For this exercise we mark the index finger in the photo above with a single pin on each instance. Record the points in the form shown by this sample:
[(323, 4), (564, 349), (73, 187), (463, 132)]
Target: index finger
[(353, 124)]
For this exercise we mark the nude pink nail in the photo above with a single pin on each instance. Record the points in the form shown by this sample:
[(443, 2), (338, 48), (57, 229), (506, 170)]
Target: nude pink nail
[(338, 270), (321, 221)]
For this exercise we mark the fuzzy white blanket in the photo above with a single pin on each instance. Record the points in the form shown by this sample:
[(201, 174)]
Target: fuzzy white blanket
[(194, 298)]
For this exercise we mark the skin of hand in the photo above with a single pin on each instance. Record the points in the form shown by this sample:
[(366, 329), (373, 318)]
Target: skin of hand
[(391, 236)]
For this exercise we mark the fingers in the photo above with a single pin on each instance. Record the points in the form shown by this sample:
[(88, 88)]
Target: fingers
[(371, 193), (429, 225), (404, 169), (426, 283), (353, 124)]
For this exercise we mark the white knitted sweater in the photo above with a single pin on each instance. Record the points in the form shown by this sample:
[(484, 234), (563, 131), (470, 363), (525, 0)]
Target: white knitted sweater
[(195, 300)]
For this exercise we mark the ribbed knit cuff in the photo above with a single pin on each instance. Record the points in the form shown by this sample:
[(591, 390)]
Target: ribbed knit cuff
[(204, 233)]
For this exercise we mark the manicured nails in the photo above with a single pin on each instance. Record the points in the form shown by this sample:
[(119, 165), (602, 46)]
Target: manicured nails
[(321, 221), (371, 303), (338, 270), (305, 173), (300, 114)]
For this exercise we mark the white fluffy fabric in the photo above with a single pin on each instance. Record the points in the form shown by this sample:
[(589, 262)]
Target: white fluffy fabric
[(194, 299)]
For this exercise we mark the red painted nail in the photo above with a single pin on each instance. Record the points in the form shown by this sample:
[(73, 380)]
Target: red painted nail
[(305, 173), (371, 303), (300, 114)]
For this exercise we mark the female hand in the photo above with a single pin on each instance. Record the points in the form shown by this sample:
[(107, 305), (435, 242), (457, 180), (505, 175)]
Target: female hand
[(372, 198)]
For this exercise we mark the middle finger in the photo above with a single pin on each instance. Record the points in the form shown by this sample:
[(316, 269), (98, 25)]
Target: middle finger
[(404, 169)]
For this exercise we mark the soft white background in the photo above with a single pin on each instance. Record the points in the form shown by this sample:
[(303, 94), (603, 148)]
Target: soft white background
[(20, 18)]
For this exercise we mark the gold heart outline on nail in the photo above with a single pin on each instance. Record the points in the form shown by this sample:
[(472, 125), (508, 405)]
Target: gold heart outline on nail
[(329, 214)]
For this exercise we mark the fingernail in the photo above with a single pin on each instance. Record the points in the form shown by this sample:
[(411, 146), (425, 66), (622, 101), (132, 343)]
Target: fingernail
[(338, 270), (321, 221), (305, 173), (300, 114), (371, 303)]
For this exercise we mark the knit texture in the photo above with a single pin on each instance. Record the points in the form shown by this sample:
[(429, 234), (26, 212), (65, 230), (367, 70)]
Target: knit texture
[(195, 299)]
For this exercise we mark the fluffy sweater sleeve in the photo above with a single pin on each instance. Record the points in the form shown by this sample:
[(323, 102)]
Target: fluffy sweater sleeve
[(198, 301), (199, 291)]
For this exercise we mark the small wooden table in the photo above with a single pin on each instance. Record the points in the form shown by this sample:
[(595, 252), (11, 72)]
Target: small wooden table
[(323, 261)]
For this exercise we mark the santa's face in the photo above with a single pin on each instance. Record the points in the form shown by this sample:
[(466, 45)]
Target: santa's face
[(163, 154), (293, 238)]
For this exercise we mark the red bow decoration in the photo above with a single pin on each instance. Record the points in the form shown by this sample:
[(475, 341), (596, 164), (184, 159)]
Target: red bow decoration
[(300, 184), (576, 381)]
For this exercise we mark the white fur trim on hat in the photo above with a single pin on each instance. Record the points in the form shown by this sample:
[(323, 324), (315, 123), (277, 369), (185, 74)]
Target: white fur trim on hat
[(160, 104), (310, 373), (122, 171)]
┄┄┄┄┄┄┄┄┄┄
• [EXERCISE DIRECTIONS] Reproduce the whole listing above exactly.

• [RESPONSE AREA]
For this exercise we mark the index finger in the photo above with a single pin on each instance. Record the points in the form shown by this sample:
[(323, 4), (564, 349), (73, 187), (463, 132)]
Target: index finger
[(353, 124)]
For this exercise we mark the nude pink nail in the photo above with a single pin on each instance. Record the points in the form shown by this sample:
[(443, 2), (338, 48), (57, 229), (506, 170)]
Target: nude pink nail
[(338, 270), (321, 221)]
For this exercise we mark the fuzzy white blanket in the photo above with a single pin on each instance. Record the points in the form shown by this sample:
[(201, 174)]
Target: fuzzy white blanket
[(194, 298)]
For this exercise we mark the skin of hand in the photo above with a single pin on each instance. Record the points in the form shown by this sample:
[(366, 329), (373, 318)]
Target: skin of hand
[(391, 236)]
For this exercise we mark the fingers in the photo above with a single pin on each instance. Record the points in the form shown by this sample:
[(88, 88)]
Target: fingers
[(371, 193), (429, 225), (404, 169), (426, 283), (353, 124)]
For this exercise we mark the white knitted sweater in the photo above with a single pin on each instance. Record the points in the form shown by this sample:
[(484, 234), (563, 131), (470, 363), (525, 0)]
Target: white knitted sweater
[(195, 300)]
For this exercise we mark the ribbed knit cuff in the photo above with a single pin on each instance. Record the points in the form shown by this sample:
[(591, 390)]
Target: ribbed knit cuff
[(204, 233)]
For this exercise we mark the manicured nails in the photo above with a single pin on each instance. Record the points in the form shown by this sample:
[(119, 165), (602, 46)]
Target: manicured nails
[(321, 221), (371, 303), (338, 270), (305, 173), (300, 114)]
For this exercise we mark the white fluffy fabric in the photo above with a single pin on each instance. Record the points in the form shown by this sample:
[(589, 262)]
Target: white fluffy fabric
[(194, 299)]
For this exercise we mark the red painted nail in the photo above with a single pin on each instance. Record the points in the form shown by this sample:
[(73, 380)]
Target: red painted nail
[(305, 173), (371, 303), (300, 114)]
For this exercise we mark the female hand in the photo above with a single pin on each instance. Record the points in the form shown by this sample:
[(107, 305), (435, 242), (457, 180), (505, 175)]
Target: female hand
[(372, 198)]
For this exercise we mark the middle finger in the photo above with a single pin on each instance. Record the points in the form shown by this sample:
[(316, 269), (98, 25)]
Target: middle finger
[(404, 169)]
For this exercise we mark the soft white background in the photo above with a single pin on each instance. Record the points in the form shown by this sample:
[(303, 94), (603, 148)]
Target: soft white background
[(20, 18)]
For this exercise we mark the gold heart outline on nail in the photo above with a single pin on each instance. Record the points in the form shown by this sample:
[(472, 125), (508, 405)]
Target: gold heart outline on nail
[(329, 214)]
For this exercise we mark the fingernail in the photo above with a single pin on each instance. Record the points in the form shown by this sample:
[(411, 146), (425, 66), (622, 101), (132, 343)]
Target: fingernail
[(338, 270), (321, 221), (305, 173), (300, 114), (371, 303)]
For this exercise we mark the knit texture in the photo above with a single pin on each instance. Record the points in the form shown by this sample:
[(429, 234), (26, 212), (65, 230), (367, 70)]
Target: knit texture
[(195, 299)]
For this exercise we mark the fluffy sweater sleeve in the photo above with a single pin on each instance. Record the points in the form shown by this sample:
[(323, 102)]
Target: fluffy sweater sleeve
[(198, 301), (199, 291)]
For this exercise we mark the small wooden table in the photo above with a single pin on each instance. Record the points in the form shown by this sample:
[(595, 252), (11, 72)]
Target: small wooden table
[(323, 261)]
For this exercise we mark the santa's face in the photo above with a single pin on each instance. Record the points in the form shown by this sample:
[(466, 45)]
Target: santa's face
[(163, 154), (293, 238)]
For this exercise we mark the red bow decoration in the photo above with a single pin on each instance. Record the points in the form shown by this sample:
[(475, 341), (596, 164), (184, 159)]
Target: red bow decoration
[(300, 184), (576, 381)]
For this exercise we mark the white fur trim on hat in the photo above with a single pin on each instance. Record the points in the form shown by this sample:
[(323, 324), (315, 123), (277, 369), (185, 74)]
Target: white fur trim on hat
[(160, 104), (310, 373), (122, 171)]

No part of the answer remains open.